• _Document text_
++++

Perennials were no easy sell either.
“But early on, Cindy taught us cheerfully and patiently about gorgeous plants that come back year after year to supplement or take the place of fussy bedding annuals,” Homan said.
Ms. Gilberg encouraged perennials and native plants to help ensure gardening success.
“This is a very demanding climate in St. Louis: Too hot, too cold, too wet, too dry,” said Barbara Perry Lawton of St. Louis, a well-known gardening writer and Ms. Gilberg’s mother.
In 2010, mother and daughter co-authored The Missouri Botanical Garden’s Shaw Nature Reserve: 85 Years of Natural Wonders
The Gilbergs opened their nursery in the aptly named Wildwood, then a young community in unincorporated West County. They grew their business to nearly 300 acres spread over two production farms in eastern Franklin County and Robertsville, Mo.
The operation “drew people by the busloads from all over,” said Rebecca Gilberg of St. Louis, Ms. Gilberg’s daughter.
The retail division was primarily Ms. Gilberg’s bailiwick. She also designed landscapes for individuals and businesses.
Her husband handled the wholesale side, which supplied major retailers such as Lowe’s, Home Depot and Wal-Mart. They shipped more than a half-million plants annually to every state, except Alaska, as well as to Canada and the Caribbean. Annual sales topped $500,000.
The teacher
In 2006, as Wildwood became increasingly less wild and less wood and Ms. Gilberg’s ideas on perennials and natives had taken root, the Gilbergs closed the nursery.
Ms. Gilberg turned her full attention to horticultural consulting, teaching, writing and, as she noted on her website, “assisting gardeners in making sound choices for their gardens, bringing plants and people together in a way that works for them.”
Her efforts worked for many gardeners, among them Ellen Barredo, manager of Bowood Farms garden center.
“Native plants have grown so mainstream, so widely available and well promoted, that I think it’s safe to say that all gardeners, professional and amateur, in the metro area have been her students — or beneficiaries of (her) knowledge — in one way or another,” Barredo said.
Ms. Gilberg went to work part-time in the Horticulture Department at Shaw Nature Reserve, where she taught in the native plant school, using, she said, “Whitmire Wildflower Garden as an outdoor classroom.” Her work at the Reserve helped her develop an expertise in stormwater management through landscaping, a process called rainscaping.
Since 2009, she had served as project horticulturalist for the Deer Creek Watershed Alliance, which awarded her a Certificate of Excellence last May.
As a member of the Garden Writers of America, Ms. Gilberg wrote native plant columns for several publications, including the Kansas City Gardener, The Healthy Planet and the Gateway Gardener, to which she submitted her monthly column for May despite her declining health.

++++

Stored data entries

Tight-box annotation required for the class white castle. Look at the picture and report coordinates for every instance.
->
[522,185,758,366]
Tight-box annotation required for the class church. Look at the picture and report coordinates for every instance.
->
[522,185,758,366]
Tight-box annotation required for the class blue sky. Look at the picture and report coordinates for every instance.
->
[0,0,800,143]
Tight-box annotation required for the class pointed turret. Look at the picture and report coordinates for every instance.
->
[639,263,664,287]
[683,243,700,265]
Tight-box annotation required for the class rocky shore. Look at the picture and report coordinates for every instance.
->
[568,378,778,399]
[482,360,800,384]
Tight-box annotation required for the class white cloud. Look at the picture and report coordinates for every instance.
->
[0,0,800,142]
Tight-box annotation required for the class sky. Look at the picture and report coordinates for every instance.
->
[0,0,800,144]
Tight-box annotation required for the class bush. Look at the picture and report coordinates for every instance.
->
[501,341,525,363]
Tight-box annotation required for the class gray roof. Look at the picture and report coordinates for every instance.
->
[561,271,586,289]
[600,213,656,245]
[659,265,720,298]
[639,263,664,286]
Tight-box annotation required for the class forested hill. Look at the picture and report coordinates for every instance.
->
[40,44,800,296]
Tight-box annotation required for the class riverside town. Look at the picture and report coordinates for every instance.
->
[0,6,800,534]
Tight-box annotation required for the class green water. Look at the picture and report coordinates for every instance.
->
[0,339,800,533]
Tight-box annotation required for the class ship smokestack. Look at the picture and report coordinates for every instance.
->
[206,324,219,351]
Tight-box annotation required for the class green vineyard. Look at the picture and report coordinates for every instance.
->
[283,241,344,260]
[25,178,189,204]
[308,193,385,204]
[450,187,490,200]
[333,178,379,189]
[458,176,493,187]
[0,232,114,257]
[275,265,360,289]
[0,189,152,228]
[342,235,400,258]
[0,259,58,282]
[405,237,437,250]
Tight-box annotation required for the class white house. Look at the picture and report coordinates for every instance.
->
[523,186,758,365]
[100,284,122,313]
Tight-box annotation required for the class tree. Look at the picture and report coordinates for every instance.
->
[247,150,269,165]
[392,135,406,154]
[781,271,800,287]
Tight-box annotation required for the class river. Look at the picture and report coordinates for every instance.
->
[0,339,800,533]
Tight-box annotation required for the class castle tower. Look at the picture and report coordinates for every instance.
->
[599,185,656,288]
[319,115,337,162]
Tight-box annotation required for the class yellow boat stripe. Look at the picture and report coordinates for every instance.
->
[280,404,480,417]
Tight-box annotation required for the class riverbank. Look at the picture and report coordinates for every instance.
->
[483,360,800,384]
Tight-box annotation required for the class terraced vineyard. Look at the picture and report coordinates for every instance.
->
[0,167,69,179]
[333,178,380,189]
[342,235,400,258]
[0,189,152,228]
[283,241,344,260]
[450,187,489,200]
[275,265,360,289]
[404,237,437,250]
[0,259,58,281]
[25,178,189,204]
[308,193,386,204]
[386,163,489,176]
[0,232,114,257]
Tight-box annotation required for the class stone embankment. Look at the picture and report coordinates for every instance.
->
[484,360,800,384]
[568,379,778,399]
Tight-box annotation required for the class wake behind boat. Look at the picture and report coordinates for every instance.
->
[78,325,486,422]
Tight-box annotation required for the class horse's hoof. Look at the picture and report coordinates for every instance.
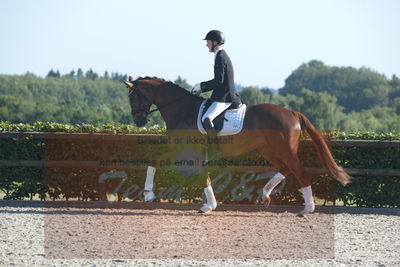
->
[199,204,212,213]
[143,191,156,202]
[262,195,271,209]
[297,207,315,217]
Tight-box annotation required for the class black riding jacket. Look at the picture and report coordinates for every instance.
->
[200,49,242,105]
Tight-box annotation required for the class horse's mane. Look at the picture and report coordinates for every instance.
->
[136,76,203,99]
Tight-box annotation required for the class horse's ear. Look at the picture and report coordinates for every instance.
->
[123,81,133,88]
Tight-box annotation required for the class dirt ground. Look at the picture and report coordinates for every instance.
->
[0,202,400,266]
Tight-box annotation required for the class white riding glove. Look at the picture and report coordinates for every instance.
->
[192,83,202,95]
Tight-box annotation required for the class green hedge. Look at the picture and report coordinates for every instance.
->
[0,122,400,207]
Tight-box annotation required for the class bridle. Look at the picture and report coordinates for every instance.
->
[128,80,191,118]
[128,81,158,117]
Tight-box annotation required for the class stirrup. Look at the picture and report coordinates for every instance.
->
[143,191,156,202]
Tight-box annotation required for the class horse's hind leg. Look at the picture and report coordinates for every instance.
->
[259,145,315,216]
[143,165,156,202]
[259,146,289,208]
[286,155,315,216]
[199,170,217,213]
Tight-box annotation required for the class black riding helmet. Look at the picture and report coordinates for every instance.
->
[203,30,225,44]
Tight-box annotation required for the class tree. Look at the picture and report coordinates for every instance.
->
[46,69,60,78]
[76,68,83,80]
[300,88,343,131]
[279,60,391,113]
[85,69,99,80]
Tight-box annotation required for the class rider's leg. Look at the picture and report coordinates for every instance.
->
[143,166,156,202]
[201,102,232,129]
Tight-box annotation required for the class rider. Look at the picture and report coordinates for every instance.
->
[192,30,241,136]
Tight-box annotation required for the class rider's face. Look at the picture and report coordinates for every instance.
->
[206,40,214,52]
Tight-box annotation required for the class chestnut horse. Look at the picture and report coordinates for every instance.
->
[124,77,350,215]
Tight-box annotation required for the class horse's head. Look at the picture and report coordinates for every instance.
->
[124,76,153,127]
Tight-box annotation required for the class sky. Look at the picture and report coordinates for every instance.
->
[0,0,400,89]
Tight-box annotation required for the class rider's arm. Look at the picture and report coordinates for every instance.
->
[200,57,225,92]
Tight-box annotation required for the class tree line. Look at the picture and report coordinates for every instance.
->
[0,60,400,132]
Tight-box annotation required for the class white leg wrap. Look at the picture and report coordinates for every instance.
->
[263,172,285,197]
[204,185,217,210]
[144,166,156,191]
[143,166,156,202]
[301,185,315,212]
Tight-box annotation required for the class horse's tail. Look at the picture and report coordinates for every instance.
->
[296,112,351,185]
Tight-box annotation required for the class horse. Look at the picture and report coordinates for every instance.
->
[123,77,351,216]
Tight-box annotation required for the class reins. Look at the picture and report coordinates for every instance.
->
[128,81,191,116]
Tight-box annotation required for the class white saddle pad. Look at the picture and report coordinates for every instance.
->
[197,100,246,136]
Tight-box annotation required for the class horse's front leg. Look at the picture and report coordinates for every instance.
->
[143,166,156,202]
[199,171,217,213]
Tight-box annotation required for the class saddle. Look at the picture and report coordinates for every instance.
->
[197,100,247,136]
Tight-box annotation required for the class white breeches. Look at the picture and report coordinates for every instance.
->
[201,102,232,126]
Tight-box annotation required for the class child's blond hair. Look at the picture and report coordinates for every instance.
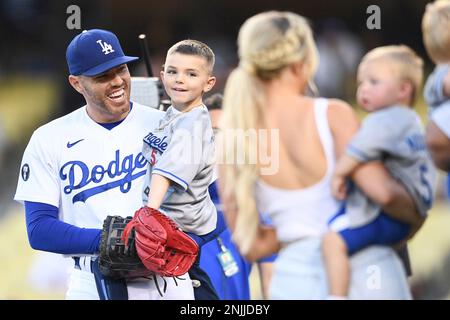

++++

• _Exercise instructions_
[1] According to the article on Ms. Gilberg, why did she encourage perennials and native plants?
[2] Name each publication that the article on Ms. Gilberg lists as carrying her native plant columns.
[3] Write out the passage of the article on Ms. Gilberg starting at "Ms. Gilberg encouraged" and ending at "Ms. Gilberg’s mother.".
The entries are separate material from the article on Ms. Gilberg.

• _Exercise responses_
[1] She encouraged perennials and native plants to help ensure gardening success.

[2]
- Kansas City Gardener
- The Healthy Planet
- Gateway Gardener

[3]
Ms. Gilberg encouraged perennials and native plants to help ensure gardening success.
“This is a very demanding climate in St. Louis: Too hot, too cold, too wet, too dry,” said Barbara Perry Lawton of St. Louis, a well-known gardening writer and Ms. Gilberg’s mother.